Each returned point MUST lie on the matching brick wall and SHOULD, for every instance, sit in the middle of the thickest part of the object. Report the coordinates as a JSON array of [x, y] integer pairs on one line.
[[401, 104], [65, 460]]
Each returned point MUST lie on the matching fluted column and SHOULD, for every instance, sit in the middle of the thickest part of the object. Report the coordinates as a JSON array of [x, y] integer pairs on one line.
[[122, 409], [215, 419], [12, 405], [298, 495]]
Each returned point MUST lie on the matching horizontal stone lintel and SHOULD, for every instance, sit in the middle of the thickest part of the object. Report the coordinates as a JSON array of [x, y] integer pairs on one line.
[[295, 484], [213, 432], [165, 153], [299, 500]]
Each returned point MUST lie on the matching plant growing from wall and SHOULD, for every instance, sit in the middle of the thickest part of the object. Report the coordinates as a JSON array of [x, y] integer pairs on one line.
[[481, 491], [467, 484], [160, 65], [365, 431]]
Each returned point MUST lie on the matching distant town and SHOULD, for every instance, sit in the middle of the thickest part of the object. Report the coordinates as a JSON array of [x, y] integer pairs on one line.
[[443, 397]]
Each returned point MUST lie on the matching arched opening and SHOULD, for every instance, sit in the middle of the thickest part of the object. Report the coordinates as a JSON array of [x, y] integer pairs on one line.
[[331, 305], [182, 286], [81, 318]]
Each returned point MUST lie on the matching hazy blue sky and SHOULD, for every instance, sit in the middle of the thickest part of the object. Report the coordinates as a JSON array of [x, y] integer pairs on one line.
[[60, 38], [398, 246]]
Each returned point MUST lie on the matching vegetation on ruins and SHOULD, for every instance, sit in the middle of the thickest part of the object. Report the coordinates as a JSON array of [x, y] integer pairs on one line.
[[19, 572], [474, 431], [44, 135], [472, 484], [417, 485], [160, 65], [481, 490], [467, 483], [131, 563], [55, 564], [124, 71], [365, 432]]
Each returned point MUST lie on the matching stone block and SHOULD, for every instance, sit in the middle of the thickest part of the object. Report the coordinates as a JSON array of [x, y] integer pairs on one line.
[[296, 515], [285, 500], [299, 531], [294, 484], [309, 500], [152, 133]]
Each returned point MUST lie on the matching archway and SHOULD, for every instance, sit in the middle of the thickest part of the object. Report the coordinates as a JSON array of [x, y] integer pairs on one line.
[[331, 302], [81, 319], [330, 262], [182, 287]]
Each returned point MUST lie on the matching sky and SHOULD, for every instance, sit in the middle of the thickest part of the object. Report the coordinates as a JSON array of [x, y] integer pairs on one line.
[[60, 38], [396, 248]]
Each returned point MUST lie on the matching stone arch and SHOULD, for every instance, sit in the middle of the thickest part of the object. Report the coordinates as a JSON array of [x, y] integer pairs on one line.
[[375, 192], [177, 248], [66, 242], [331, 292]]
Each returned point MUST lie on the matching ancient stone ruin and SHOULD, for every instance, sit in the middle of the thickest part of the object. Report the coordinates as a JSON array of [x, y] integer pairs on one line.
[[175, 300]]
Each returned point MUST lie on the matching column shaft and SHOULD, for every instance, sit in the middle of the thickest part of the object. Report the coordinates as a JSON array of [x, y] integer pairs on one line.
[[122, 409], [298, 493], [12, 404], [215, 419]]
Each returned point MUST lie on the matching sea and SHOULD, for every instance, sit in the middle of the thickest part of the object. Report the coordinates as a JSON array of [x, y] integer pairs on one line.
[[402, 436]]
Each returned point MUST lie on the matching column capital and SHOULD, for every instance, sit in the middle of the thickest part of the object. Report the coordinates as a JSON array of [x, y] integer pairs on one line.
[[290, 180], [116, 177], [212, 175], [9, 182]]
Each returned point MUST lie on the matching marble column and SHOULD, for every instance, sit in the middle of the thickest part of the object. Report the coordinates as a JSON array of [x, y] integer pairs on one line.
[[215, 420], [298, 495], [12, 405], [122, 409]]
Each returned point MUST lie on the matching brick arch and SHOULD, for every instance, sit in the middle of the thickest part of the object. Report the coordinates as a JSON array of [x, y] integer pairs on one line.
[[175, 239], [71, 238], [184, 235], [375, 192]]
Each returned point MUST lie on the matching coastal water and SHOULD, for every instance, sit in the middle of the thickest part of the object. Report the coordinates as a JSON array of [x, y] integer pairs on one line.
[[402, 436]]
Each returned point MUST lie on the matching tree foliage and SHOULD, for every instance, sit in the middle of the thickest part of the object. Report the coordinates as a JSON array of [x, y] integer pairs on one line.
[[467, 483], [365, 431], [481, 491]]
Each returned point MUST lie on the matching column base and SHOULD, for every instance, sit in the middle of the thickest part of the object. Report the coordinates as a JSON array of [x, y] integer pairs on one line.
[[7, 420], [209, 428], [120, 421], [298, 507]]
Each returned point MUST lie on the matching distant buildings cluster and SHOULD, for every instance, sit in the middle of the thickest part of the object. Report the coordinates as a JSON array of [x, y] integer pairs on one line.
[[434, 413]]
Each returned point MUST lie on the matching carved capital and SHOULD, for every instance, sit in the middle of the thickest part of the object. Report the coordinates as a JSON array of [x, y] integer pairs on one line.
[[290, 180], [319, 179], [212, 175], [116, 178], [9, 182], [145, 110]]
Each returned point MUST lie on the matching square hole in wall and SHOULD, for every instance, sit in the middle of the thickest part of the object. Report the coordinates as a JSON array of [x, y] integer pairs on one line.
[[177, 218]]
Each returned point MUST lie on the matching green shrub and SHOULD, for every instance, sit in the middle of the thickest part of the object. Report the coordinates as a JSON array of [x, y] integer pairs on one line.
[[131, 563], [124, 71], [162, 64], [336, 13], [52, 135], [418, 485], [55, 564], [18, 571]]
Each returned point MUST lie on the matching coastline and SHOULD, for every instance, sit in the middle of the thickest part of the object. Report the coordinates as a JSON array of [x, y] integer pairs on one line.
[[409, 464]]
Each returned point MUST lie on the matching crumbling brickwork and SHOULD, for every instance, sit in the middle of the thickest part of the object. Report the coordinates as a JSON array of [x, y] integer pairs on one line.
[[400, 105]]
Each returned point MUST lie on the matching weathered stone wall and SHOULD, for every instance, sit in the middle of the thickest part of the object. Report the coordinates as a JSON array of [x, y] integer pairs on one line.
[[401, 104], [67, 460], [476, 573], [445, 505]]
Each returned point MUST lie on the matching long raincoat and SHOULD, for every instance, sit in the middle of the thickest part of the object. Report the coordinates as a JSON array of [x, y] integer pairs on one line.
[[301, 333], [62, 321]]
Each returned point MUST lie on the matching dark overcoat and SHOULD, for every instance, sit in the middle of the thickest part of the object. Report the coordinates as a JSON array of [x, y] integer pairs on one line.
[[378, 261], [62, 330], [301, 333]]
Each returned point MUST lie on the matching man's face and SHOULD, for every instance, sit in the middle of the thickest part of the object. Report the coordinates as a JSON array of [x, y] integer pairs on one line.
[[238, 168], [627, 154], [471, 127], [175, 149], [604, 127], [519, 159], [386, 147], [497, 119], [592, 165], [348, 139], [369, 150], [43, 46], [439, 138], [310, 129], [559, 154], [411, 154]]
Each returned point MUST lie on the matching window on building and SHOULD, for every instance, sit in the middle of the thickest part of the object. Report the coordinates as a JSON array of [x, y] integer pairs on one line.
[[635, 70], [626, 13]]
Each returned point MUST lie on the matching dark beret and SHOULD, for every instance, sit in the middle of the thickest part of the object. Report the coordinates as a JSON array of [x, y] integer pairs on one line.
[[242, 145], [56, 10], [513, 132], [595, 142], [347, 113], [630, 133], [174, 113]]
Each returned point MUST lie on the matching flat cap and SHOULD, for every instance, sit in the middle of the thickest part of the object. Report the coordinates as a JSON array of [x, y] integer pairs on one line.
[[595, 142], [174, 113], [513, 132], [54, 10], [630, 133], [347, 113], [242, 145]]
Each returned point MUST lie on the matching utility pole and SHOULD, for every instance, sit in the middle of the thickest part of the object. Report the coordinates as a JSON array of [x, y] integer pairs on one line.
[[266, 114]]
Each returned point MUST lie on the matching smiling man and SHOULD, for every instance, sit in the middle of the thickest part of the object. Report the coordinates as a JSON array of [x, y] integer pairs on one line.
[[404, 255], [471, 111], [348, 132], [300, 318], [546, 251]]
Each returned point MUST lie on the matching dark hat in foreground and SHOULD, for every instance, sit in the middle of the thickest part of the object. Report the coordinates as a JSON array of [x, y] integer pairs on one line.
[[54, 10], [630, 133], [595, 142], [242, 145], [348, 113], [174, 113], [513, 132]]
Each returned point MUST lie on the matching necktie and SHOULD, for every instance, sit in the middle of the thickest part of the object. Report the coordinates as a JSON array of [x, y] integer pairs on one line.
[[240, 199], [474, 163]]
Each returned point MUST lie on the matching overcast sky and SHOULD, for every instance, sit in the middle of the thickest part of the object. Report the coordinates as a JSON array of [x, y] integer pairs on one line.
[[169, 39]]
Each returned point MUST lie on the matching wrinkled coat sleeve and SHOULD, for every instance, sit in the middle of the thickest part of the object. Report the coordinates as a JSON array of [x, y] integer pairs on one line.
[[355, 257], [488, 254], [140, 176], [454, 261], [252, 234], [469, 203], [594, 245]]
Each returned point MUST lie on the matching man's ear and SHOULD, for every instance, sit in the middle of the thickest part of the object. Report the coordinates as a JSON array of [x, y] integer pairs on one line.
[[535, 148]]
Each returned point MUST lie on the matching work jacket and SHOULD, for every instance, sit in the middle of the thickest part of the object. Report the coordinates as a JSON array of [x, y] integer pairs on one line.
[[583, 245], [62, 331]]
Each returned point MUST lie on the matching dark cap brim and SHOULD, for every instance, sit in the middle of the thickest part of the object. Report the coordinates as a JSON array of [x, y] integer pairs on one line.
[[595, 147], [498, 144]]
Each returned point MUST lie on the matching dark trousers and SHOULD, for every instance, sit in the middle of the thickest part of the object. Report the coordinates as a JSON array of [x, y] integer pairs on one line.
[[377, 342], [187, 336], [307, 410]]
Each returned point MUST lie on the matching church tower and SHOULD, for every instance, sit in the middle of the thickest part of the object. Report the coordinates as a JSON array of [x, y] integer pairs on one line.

■ Work instruction ■
Copy, without any change, the run of lines from the one with "Each returned point MUST lie on the matching work" through the end of the entries above.

■ Answer area ■
Each returned point MUST lie on the matching work jacket and SHOULD, for every instance, sit in the middle of the thickest part of the object. Report the coordinates as a JSON array of [x, y] integer pairs on one line.
[[583, 245], [62, 331]]
Each returned point MUST lie on the matching dark cap brim and SHOULD, for every instance, sit in the middle of the thickest part of the object. Report the coordinates as a JSON array of [x, y] integer pairs on one line.
[[595, 147], [498, 144]]
Each returned point MUST lie on the matching dark trousers and SHOULD, for every instance, sit in the middle of the thickest part of the object. Report the coordinates as a JSON array of [x, y] integer pairs on one line.
[[377, 342], [187, 336], [307, 410]]
Each returned point MUST lie on the matching church tower and SHOULD, for every instance, sit in the middle of the thickest part of the object. Report the coordinates as a JSON array of [x, y] integer pairs on one line.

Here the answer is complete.